STUDY TEXT:
Very similar to Great Weapon Fighting, this feat allows you, once per turn, to reroll a melee weapon’s damage die and use either total. It is a bit lackluster on its own but paired with other reroll feats, it can allow for some consistently high damage output.
Great Weapon Master
As mentioned before, this feat makes a weapon with the heavy property significantly better by giving you the option of taking a -5 penalty to the attack roll in exchange for +10 to the damage roll. This is excellent against particular creatures, such as the Nightwalker, with vast amounts of hit points but low AC.
This feat also helps with your action economy, allowing you to take another attack as a bonus action every time you land a critical hit or reduce a creature to 0 hit points.
Creatures that Use Mauls
Of course, player characters aren’t the only ones that can use mauls. You can encounter many creatures along your adventures that might also take a shine to the sledgehammer. Here are a few examples of them:
A relative of the troll, the moss lurker is found in forests and caves. They are covered in moss (hence the name) and smell of damp fungus. They either wear simple garments of leather and wool or nothing at all, often covering themselves in mud and grass to blend in with their surroundings.
As far as weapons are concerned, they enjoy using rocks as projectiles and traps. When they can’t, they use large weapons, such as the maul.
Quite possibly the most intimidating race of giants, these 26 ft. tall behemoths are more than capable of wielding the largest of weapons. Their affinity for weather-based spellcasting means they can stay out of melee combat if they want to, but when met in the fray, their use of two-handed weapons can rend even the strongest foes.
Most storm giants prefer to wield the greatsword, but a select few elect to choose alternative weapons, such as the greataxe and, of course, the maul.
The dao are genies from the Elemental Plane of Earth, though they are often seen on the Material Plane mining for gems. Though humanoid, they lack legs, hovering around on dust clouds. They also have rock-hardened skin and can burrow through stone with ease.
Whilst possessive of magical abilities, they prefer melee combat, in which they employ massive mauls that can knock an opponent prone if they fail a DC 18 strength check.
Maul of the Titans
An 8 ft. long mallet. Though it resembles a maul (and even has the word “maul” in its name), it uses the stat block of a +3 greatclub. It deals triple damage against inanimate objects, which makes it excellent for smashing through barricades and knocking down bridges.
However, it’s a difficult weapon for most characters to utilise due to its steep strength requirement. Anyone with a strength score below 18 will suffer -4 to all their attack rolls with it.
Also known as Frost Father or The Maul of Brutal Endings, this cold iron maul belongs to the demon lord Kostchtchie. The Prince of Wrath uses this black hammer to inflict brutal amounts of cold damage to his opponents whilst granting himself complete cold immunity.

EXTRACTED RECORDS:
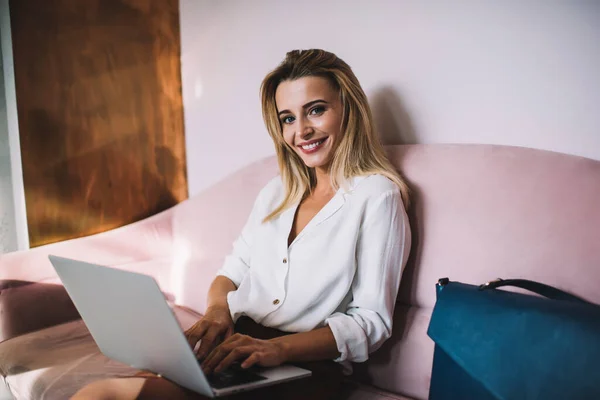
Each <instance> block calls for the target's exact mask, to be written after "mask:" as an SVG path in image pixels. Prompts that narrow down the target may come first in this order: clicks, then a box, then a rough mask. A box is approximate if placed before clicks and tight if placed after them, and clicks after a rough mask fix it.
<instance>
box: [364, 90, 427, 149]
mask: <svg viewBox="0 0 600 400" xmlns="http://www.w3.org/2000/svg"><path fill="white" fill-rule="evenodd" d="M369 104H370V105H371V110H372V111H373V118H374V120H375V128H376V129H377V132H378V133H379V136H380V138H381V142H382V143H383V144H384V145H395V144H416V143H419V141H418V139H417V134H416V132H415V129H414V126H413V124H412V120H411V118H410V116H409V114H408V111H407V110H406V107H405V106H404V103H403V102H402V99H401V97H400V95H399V94H398V93H397V91H396V90H395V89H393V88H391V87H387V86H385V87H382V88H380V89H377V90H375V91H374V92H373V94H372V95H371V96H370V98H369Z"/></svg>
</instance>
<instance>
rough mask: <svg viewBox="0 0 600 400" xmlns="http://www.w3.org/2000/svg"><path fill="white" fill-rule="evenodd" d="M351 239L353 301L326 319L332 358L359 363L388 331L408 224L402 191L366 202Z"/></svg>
mask: <svg viewBox="0 0 600 400" xmlns="http://www.w3.org/2000/svg"><path fill="white" fill-rule="evenodd" d="M363 221H364V222H363V225H362V227H361V230H360V233H359V237H358V240H357V244H356V263H357V264H356V272H355V276H354V280H353V282H352V288H351V291H352V300H351V301H350V303H349V304H348V307H347V309H346V310H345V311H344V310H342V311H344V312H336V313H334V314H332V315H331V316H330V317H329V318H327V319H326V320H325V324H326V325H329V327H330V329H331V331H332V333H333V336H334V338H335V341H336V343H337V348H338V351H339V352H340V356H339V357H338V358H337V359H336V360H335V361H337V362H343V361H352V362H363V361H366V360H367V359H368V358H369V354H370V353H372V352H373V351H375V350H377V349H378V348H379V347H380V346H381V345H382V344H383V342H385V341H386V340H387V339H388V338H389V337H390V336H391V334H392V317H393V313H394V305H395V303H396V296H397V294H398V288H399V285H400V278H401V276H402V270H403V269H404V265H405V263H406V258H407V256H408V252H409V251H410V239H411V237H410V227H409V225H408V221H407V217H406V213H405V212H404V206H403V204H402V199H401V195H400V193H399V192H398V191H396V190H393V191H387V192H385V193H382V194H381V195H379V197H378V198H377V199H374V201H373V202H371V204H367V207H366V210H365V216H364V220H363Z"/></svg>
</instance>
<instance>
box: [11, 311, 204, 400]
mask: <svg viewBox="0 0 600 400" xmlns="http://www.w3.org/2000/svg"><path fill="white" fill-rule="evenodd" d="M173 310H174V313H175V316H176V317H177V319H178V321H179V323H180V325H181V327H182V329H187V328H189V327H190V326H191V325H192V324H193V323H195V322H196V321H197V320H198V318H199V317H200V315H199V314H197V313H195V312H193V311H191V310H189V309H186V308H182V307H178V306H175V307H174V309H173ZM137 372H139V370H137V369H135V368H132V367H130V366H127V365H125V364H122V363H120V362H117V361H113V360H111V359H109V358H108V357H106V356H104V355H103V354H102V353H101V352H100V350H99V349H98V346H96V343H95V342H94V340H93V338H92V336H91V335H90V333H89V331H88V330H87V328H86V326H85V324H84V323H83V321H82V320H81V319H79V320H75V321H71V322H68V323H65V324H61V325H56V326H52V327H49V328H45V329H41V330H38V331H36V332H31V333H28V334H25V335H21V336H18V337H14V338H12V339H10V340H6V341H4V342H2V343H0V374H1V375H2V376H3V377H4V380H5V382H6V384H7V385H8V387H9V389H10V391H11V392H12V394H13V396H14V397H15V398H16V399H23V400H37V399H44V400H53V399H68V398H70V397H71V396H72V395H73V394H75V393H76V392H77V391H78V390H79V389H80V388H82V387H83V386H85V385H87V384H89V383H91V382H93V381H96V380H99V379H103V378H111V377H123V376H132V375H134V374H136V373H137Z"/></svg>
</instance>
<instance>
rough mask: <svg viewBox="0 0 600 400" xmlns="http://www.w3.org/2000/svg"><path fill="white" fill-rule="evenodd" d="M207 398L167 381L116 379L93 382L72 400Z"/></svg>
mask: <svg viewBox="0 0 600 400" xmlns="http://www.w3.org/2000/svg"><path fill="white" fill-rule="evenodd" d="M205 398H206V397H204V396H201V395H199V394H196V393H192V392H190V391H187V390H185V389H183V388H181V387H180V386H178V385H176V384H174V383H171V382H170V381H168V380H166V379H161V378H115V379H105V380H101V381H97V382H93V383H91V384H89V385H87V386H85V387H84V388H83V389H81V390H80V391H78V392H77V393H76V394H75V395H74V396H73V397H71V400H108V399H110V400H136V399H139V400H150V399H173V400H179V399H181V400H191V399H194V400H196V399H198V400H200V399H205Z"/></svg>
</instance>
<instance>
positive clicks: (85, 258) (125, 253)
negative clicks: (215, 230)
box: [0, 208, 173, 283]
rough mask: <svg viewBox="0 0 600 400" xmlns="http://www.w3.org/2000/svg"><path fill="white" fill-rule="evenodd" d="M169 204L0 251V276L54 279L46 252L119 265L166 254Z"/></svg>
mask: <svg viewBox="0 0 600 400" xmlns="http://www.w3.org/2000/svg"><path fill="white" fill-rule="evenodd" d="M172 211H173V208H171V209H169V210H167V211H164V212H162V213H160V214H157V215H155V216H152V217H149V218H146V219H144V220H142V221H139V222H135V223H133V224H130V225H126V226H124V227H121V228H116V229H113V230H110V231H107V232H102V233H98V234H95V235H91V236H87V237H82V238H77V239H71V240H67V241H64V242H58V243H52V244H49V245H45V246H40V247H36V248H33V249H30V250H24V251H18V252H14V253H7V254H2V255H0V280H11V281H12V280H17V281H26V282H46V283H57V282H59V279H58V277H57V275H56V272H55V271H54V269H53V268H52V265H51V264H50V261H49V260H48V255H49V254H53V255H57V256H61V257H67V258H74V259H77V260H81V261H87V262H91V263H95V264H100V265H109V266H119V265H123V264H129V263H134V262H140V261H148V260H153V259H158V258H165V257H169V256H171V254H172V247H173V243H172V242H173V238H172V227H171V225H172V224H171V217H172V214H173V212H172Z"/></svg>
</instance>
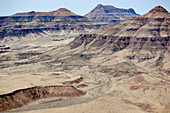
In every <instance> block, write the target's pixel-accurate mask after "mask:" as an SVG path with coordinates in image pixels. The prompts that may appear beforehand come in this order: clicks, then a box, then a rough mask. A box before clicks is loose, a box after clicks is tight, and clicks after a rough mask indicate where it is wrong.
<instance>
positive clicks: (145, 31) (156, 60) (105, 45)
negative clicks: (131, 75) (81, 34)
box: [70, 6, 170, 67]
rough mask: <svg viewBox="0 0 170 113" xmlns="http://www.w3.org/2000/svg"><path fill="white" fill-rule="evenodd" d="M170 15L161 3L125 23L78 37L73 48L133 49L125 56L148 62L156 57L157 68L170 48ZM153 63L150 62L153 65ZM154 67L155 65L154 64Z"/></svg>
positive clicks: (155, 61) (73, 42)
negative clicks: (162, 5)
mask: <svg viewBox="0 0 170 113" xmlns="http://www.w3.org/2000/svg"><path fill="white" fill-rule="evenodd" d="M169 26H170V14H169V13H168V11H167V10H166V9H164V8H163V7H161V6H157V7H155V8H154V9H152V10H151V11H150V12H149V13H147V14H145V15H143V16H139V17H135V18H133V19H130V20H126V21H124V22H117V23H113V24H110V25H107V26H105V27H101V28H100V29H98V30H96V31H94V32H92V33H90V34H83V35H80V36H79V37H77V38H76V39H75V40H74V41H73V42H72V43H70V46H71V48H72V49H73V48H77V47H80V46H81V47H82V45H83V46H84V48H85V50H89V51H90V50H105V51H112V52H113V53H114V52H118V51H121V50H124V49H128V50H130V52H129V53H128V54H126V55H125V57H127V58H129V59H130V60H136V59H137V61H138V62H144V61H148V60H153V59H154V63H153V65H152V66H153V67H155V66H160V65H162V61H163V60H165V59H167V58H168V57H164V56H168V55H165V54H169V52H168V50H169V49H168V48H170V46H169V43H170V34H169V33H170V29H169ZM149 66H150V65H149ZM152 66H151V67H152Z"/></svg>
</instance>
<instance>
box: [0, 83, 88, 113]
mask: <svg viewBox="0 0 170 113" xmlns="http://www.w3.org/2000/svg"><path fill="white" fill-rule="evenodd" d="M85 94H86V93H85V92H83V91H80V90H78V89H76V88H74V87H73V86H46V87H40V86H37V87H31V88H27V89H19V90H16V91H14V92H12V93H8V94H4V95H0V106H1V107H0V111H6V110H10V109H14V108H18V107H22V106H24V105H27V104H29V103H31V102H33V101H36V100H38V99H43V98H50V97H78V96H82V95H85Z"/></svg>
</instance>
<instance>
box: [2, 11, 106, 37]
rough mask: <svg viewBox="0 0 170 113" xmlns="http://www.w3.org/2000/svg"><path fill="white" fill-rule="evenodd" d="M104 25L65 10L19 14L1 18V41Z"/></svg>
mask: <svg viewBox="0 0 170 113" xmlns="http://www.w3.org/2000/svg"><path fill="white" fill-rule="evenodd" d="M102 25H104V24H99V23H94V22H93V21H91V20H89V19H88V18H86V17H83V16H79V15H76V14H74V13H73V12H71V11H69V10H68V9H65V8H60V9H58V10H56V11H52V12H35V11H31V12H27V13H17V14H14V15H12V16H6V17H0V39H3V38H4V37H25V36H26V35H28V34H31V33H32V34H34V35H35V37H36V36H37V35H39V34H47V35H48V33H49V32H59V31H62V30H64V31H69V32H70V31H74V30H77V32H78V31H83V32H87V31H88V30H87V29H97V28H99V27H100V26H102Z"/></svg>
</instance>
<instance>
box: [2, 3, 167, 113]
mask: <svg viewBox="0 0 170 113" xmlns="http://www.w3.org/2000/svg"><path fill="white" fill-rule="evenodd" d="M169 26H170V14H169V12H168V11H167V10H166V9H164V8H163V7H161V6H157V7H155V8H154V9H152V10H151V11H149V12H148V13H147V14H145V15H142V16H138V17H135V18H133V19H130V20H126V21H124V22H117V23H112V24H109V25H107V26H104V27H100V28H99V29H97V30H95V31H91V32H90V33H86V34H82V35H79V36H78V37H76V38H75V39H73V38H71V39H70V38H69V39H66V40H65V39H63V37H61V39H60V38H59V39H55V41H52V40H51V41H49V40H47V38H48V37H45V38H42V39H43V40H39V39H38V40H33V41H27V40H26V41H18V42H17V43H15V42H14V43H5V44H2V45H0V49H1V51H0V78H1V82H0V97H1V98H0V100H1V101H0V106H4V108H3V109H1V111H5V112H6V110H9V111H7V112H17V113H18V112H19V113H20V112H21V113H35V112H36V113H48V112H50V113H56V112H59V113H68V112H69V113H86V112H88V113H169V112H170V108H169V105H170V57H169V56H170V40H169V38H170V34H169V32H170V28H169ZM70 97H71V98H70ZM12 101H14V102H12ZM2 102H3V103H2ZM21 106H22V107H21ZM13 108H14V109H13ZM15 108H16V109H15Z"/></svg>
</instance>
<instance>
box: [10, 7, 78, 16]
mask: <svg viewBox="0 0 170 113" xmlns="http://www.w3.org/2000/svg"><path fill="white" fill-rule="evenodd" d="M12 16H76V14H75V13H73V12H71V11H70V10H68V9H66V8H60V9H58V10H56V11H51V12H35V11H31V12H26V13H17V14H15V15H12Z"/></svg>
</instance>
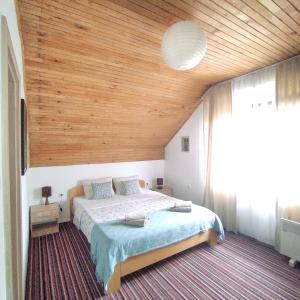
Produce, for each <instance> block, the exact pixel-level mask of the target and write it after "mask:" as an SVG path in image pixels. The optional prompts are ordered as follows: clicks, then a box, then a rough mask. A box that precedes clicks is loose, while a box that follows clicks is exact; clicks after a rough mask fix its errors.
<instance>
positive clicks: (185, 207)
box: [170, 201, 192, 212]
mask: <svg viewBox="0 0 300 300" xmlns="http://www.w3.org/2000/svg"><path fill="white" fill-rule="evenodd" d="M170 210H171V211H177V212H191V211H192V201H180V202H175V204H174V206H173V207H172V208H171V209H170Z"/></svg>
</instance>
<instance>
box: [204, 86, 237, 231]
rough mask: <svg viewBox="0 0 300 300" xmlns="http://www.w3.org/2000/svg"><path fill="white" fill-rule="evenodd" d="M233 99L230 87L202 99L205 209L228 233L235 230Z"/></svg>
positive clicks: (208, 95) (204, 204)
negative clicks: (232, 112)
mask: <svg viewBox="0 0 300 300" xmlns="http://www.w3.org/2000/svg"><path fill="white" fill-rule="evenodd" d="M231 98H232V97H231V85H230V83H225V84H221V85H218V86H215V87H213V88H212V89H211V90H210V91H209V92H208V93H207V94H206V95H205V96H204V98H203V131H204V132H203V136H204V142H203V146H204V149H205V151H204V160H205V174H204V176H203V177H202V178H203V180H204V183H203V186H204V187H205V190H204V205H205V206H207V207H209V208H210V209H212V210H213V211H215V212H216V213H217V214H218V215H219V217H220V219H221V220H222V222H223V225H224V227H225V228H226V229H227V230H235V229H236V203H235V194H234V192H233V182H234V181H233V176H234V169H233V167H232V160H233V151H232V147H233V143H232V142H233V141H232V133H233V127H232V125H233V124H232V107H231Z"/></svg>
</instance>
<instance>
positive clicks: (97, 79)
mask: <svg viewBox="0 0 300 300" xmlns="http://www.w3.org/2000/svg"><path fill="white" fill-rule="evenodd" d="M18 6H19V13H20V19H21V31H22V39H23V43H24V49H25V69H26V91H27V103H28V112H29V137H30V165H31V166H33V167H35V166H50V165H68V164H81V163H101V162H114V161H135V160H152V159H162V158H163V157H164V146H165V145H166V144H167V143H168V142H169V140H170V139H171V138H172V136H173V135H174V134H175V133H176V131H177V130H178V129H179V128H180V126H181V125H182V124H183V122H184V121H185V120H186V119H187V118H188V117H189V116H190V115H191V113H192V112H193V110H194V109H195V108H196V106H197V105H198V104H199V100H198V99H199V97H200V96H201V94H202V93H203V92H204V91H205V90H206V89H207V88H208V86H209V85H211V84H214V83H216V82H219V81H222V80H225V79H229V78H232V77H235V76H237V75H240V74H243V73H247V72H249V71H252V70H255V69H258V68H261V67H264V66H266V65H270V64H273V63H275V62H278V61H280V60H283V59H286V58H288V57H291V56H294V55H296V54H299V52H300V1H299V0H273V1H272V0H260V1H256V0H244V1H240V0H213V1H211V0H199V1H194V0H183V1H182V0H166V1H160V0H148V1H141V0H128V1H127V0H111V1H108V0H19V1H18ZM179 20H195V21H196V22H198V23H199V24H200V25H201V27H202V28H203V29H204V30H205V32H206V34H207V39H208V50H207V53H206V55H205V57H204V59H203V61H202V63H201V64H200V65H199V66H198V67H196V68H195V69H193V70H191V71H184V72H182V71H174V70H171V69H169V68H168V67H167V66H166V65H165V64H164V62H163V60H162V58H161V55H160V44H161V39H162V35H163V33H164V31H165V30H166V29H167V28H168V26H170V25H171V24H173V23H175V22H176V21H179Z"/></svg>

EXERCISE INSTRUCTIONS:
A – Write out the maul guide's stretch from "Whilst possessive of" through "rolls with it.", swapping "greatclub" for "warhammer".
B – Answer these questions from the maul guide:
(i) What attack roll penalty and damage roll bonus does the Great Weapon Master feat offer?
(ii) How tall are storm giants?
(iii) What happens to a character with a strength score below 18 who attacks with the Maul of the Titans?

EXPECTED RESPONSES:
A –
Whilst possessive of magical abilities, they prefer melee combat, in which they employ massive mauls that can knock an opponent prone if they fail a DC 18 strength check.
Maul of the Titans
An 8 ft. long mallet. Though it resembles a maul (and even has the word “maul” in its name), it uses the stat block of a +3 warhammer. It deals triple damage against inanimate objects, which makes it excellent for smashing through barricades and knocking down bridges.
However, it’s a difficult weapon for most characters to utilise due to its steep strength requirement. Anyone with a strength score below 18 will suffer -4 to all their attack rolls with it.

B –
(i) A -5 penalty to the attack roll in exchange for +10 to the damage roll.
(ii) 26 ft. tall.
(iii) They suffer -4 to all their attack rolls with it.